• [Your assignment] All lines below must be repeated exactly, with the pictures omitted.

• [Extracted data]
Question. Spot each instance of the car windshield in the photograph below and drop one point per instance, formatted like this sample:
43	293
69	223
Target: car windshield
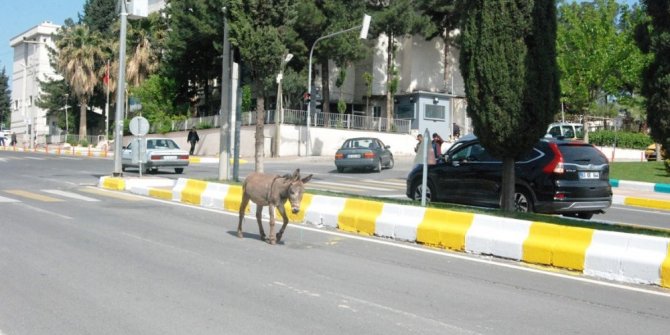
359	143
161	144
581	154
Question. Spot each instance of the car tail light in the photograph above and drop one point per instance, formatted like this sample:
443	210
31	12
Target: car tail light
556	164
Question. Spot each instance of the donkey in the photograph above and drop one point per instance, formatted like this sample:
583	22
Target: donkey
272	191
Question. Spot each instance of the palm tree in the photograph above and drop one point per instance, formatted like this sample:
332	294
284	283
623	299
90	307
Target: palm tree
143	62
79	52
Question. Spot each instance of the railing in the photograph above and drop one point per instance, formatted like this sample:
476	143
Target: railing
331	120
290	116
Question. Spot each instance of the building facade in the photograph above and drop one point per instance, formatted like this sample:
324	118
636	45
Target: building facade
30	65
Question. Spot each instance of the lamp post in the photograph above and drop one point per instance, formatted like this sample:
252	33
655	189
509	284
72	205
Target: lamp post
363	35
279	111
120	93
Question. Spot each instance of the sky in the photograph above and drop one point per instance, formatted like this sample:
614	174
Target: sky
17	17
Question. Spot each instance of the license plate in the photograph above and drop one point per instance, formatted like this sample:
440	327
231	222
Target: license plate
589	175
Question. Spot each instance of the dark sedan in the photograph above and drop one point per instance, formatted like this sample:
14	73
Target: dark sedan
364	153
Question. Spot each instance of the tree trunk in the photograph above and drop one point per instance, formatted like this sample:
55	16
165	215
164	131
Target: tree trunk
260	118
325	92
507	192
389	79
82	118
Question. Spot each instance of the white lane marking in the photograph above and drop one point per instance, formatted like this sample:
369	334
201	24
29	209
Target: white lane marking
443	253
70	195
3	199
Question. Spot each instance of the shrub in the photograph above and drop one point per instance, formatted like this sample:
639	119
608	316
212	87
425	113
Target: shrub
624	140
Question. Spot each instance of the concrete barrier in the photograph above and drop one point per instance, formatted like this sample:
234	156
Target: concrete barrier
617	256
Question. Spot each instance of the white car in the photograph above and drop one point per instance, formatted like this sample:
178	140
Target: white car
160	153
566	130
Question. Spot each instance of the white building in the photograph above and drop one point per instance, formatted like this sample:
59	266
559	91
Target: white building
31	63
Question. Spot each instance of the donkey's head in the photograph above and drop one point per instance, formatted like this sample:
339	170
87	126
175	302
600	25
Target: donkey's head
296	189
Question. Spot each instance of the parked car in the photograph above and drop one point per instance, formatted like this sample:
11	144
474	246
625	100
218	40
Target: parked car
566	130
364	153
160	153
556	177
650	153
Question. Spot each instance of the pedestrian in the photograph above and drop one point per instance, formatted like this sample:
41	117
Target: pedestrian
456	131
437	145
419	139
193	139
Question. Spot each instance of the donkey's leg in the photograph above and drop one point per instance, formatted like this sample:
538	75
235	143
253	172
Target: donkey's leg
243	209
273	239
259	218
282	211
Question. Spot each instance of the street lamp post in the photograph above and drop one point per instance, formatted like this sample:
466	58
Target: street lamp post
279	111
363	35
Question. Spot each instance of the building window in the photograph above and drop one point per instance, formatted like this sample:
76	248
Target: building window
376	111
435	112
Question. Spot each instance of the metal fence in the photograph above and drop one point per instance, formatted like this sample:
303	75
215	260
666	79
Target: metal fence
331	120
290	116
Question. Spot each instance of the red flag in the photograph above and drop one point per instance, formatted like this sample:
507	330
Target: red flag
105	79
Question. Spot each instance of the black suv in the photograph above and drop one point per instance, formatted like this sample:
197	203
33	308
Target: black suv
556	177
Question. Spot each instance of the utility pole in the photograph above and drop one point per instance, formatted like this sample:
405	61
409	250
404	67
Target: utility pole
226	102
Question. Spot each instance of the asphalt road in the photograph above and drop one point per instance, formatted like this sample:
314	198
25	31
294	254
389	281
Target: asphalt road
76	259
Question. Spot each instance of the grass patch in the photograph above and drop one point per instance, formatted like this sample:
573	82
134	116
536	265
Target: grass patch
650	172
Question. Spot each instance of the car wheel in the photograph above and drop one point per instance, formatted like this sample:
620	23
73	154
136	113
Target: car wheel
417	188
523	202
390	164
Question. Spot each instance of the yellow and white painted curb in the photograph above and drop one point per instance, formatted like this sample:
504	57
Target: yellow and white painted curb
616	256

• [Output for this exercise]
Question. Spot each instance of the car windshield in the photograph below and drop one point per instance, formatted like this sample:
43	293
69	223
Target: car windshield
359	143
161	144
581	154
Question. Spot each instance of the car tail light in the photograph above and drop one point per instance, formatted like this sample:
443	210
31	12
Target: car tail light
556	164
Question. Spot each instance of the donkey in the photograph above and drop one point per instance, formatted like this sample:
583	22
Target: donkey
272	191
Question. Spot each instance of the palm tree in the photograph above and drop one point per instance, formatted like this sample:
332	294
284	283
623	299
90	307
Target: palm tree
143	62
79	52
Question. Spot each instance of the railing in the photograph above and drop one point per instance, formatted like this sample:
476	143
Target: railing
331	120
290	116
Question. Spot each instance of the building facade in the photograph above and drop one point per instance, formatted like this sample:
324	118
636	45
Target: building facade
30	65
Question. Spot each instance of the lamp post in the photograph above and drop one point per instance, formatted like this sample:
252	33
655	189
509	284
72	205
Target: lamp post
363	35
279	111
120	93
Question. Spot each instance of the sky in the photograph above and drop one point per instance, formatted like this sample:
614	174
Target: sky
17	17
Question. Spot each instance of the license plate in the photograph above and drop one point per instance, formatted like this sample:
440	327
231	222
Target: license plate
589	175
Question. Spot each instance of the dark sedan in the photograph above and drop one point per instance, formatted like this sample:
14	73
Target: dark sedan
364	153
Question. Spot each instance of the tree trunk in the photograph above and drop one point per instance, formatted like this sample:
55	16
165	215
164	131
Target: tree trunk
260	118
325	92
507	192
389	79
82	118
Question. Spot each instance of the white lane marking in the photograph above and drop one point per instance, formatted like this sample:
369	334
201	24
29	209
Target: white lane marking
443	253
70	195
3	199
Question. Spot each instance of the shrub in the photograph above and drop one point per instance, formatted like this sample:
639	119
608	316
212	87
425	113
Target: shrub
624	140
Question. Spot each instance of the concrete barrier in the photograph above and drop one point per instance, formatted like this sample:
234	156
Target: concrete barrier
617	256
Question. Spot each instance of the white car in the photograph above and drop one point per instance, formatted like this sample:
178	140
Target: white car
160	153
566	130
Question. Spot each instance of the white building in the photograph above and drop one point per instance, formatted like this sample:
59	266
559	91
Target: white building
31	63
Question. Spot each instance of the donkey's head in the photograph above and drop one point per instance, formatted like this sample:
339	170
87	126
175	302
600	25
Target: donkey's head
296	189
Question. Spot each instance of the parked car in the photograph above and drop one point per instance, formatted like this sample:
11	144
474	246
625	100
218	40
Target: parked car
566	130
364	153
160	153
556	177
650	153
Question. Spot each instance of the pedestrian in the photograph above and drop one point per instance, formatted like this sample:
41	117
Target: pedestrian
456	131
437	145
419	139
193	139
Question. Spot each instance of the donkey's leg in the photograph above and drop one point per instance, formatted like this sample:
538	75
235	143
253	172
Target: donkey's leg
243	209
273	239
259	218
282	211
Question. Spot each instance of the street lamp post in the photograph above and drop one point per instance, formatted like this sample:
466	58
Target: street lamp post
279	111
363	35
Question. Spot each instance of the building window in the photograph above and drop one point per instance, formatted like this sample:
76	248
Target: building window
376	111
435	112
Question. Spot each instance of the metal fence in the photograph above and drop one point per instance, formatted like this sample:
303	75
215	260
666	79
Target: metal fence
331	120
290	116
Question. Spot each instance of the red flag in the photograph above and drop one point per instance, formatted like this sample:
507	330
Target: red flag
105	79
Question. Spot each instance of the black suv in the photograph above and drop one point per instance, formatted like this sample:
197	203
33	308
Target: black suv
556	177
Question. Spot each instance of the utility pole in the photograph above and drop one point per instance, formatted like this sample:
405	61
409	250
404	67
Target: utility pole
226	102
Question. Spot each instance of the asphalt road in the photograph above and drop one point per instance, formatted like this sample:
314	198
25	31
294	254
389	281
Target: asphalt road
76	259
Question. Spot each instance of the grass patch in the photograph above and drop one point per instance, formatted like this sample:
573	82
134	116
536	265
Target: grass patch
650	172
Question. Spot each instance of the car wheel in the photograph above and drop one point per instance, formatted like this sample:
620	23
73	154
136	113
Target: car wheel
417	188
523	202
390	164
Question. Spot each instance of the yellow and white painted curb in the photograph above and drop one point per instance, formatted like this sample:
504	57
Target: yellow and white painted curb
616	256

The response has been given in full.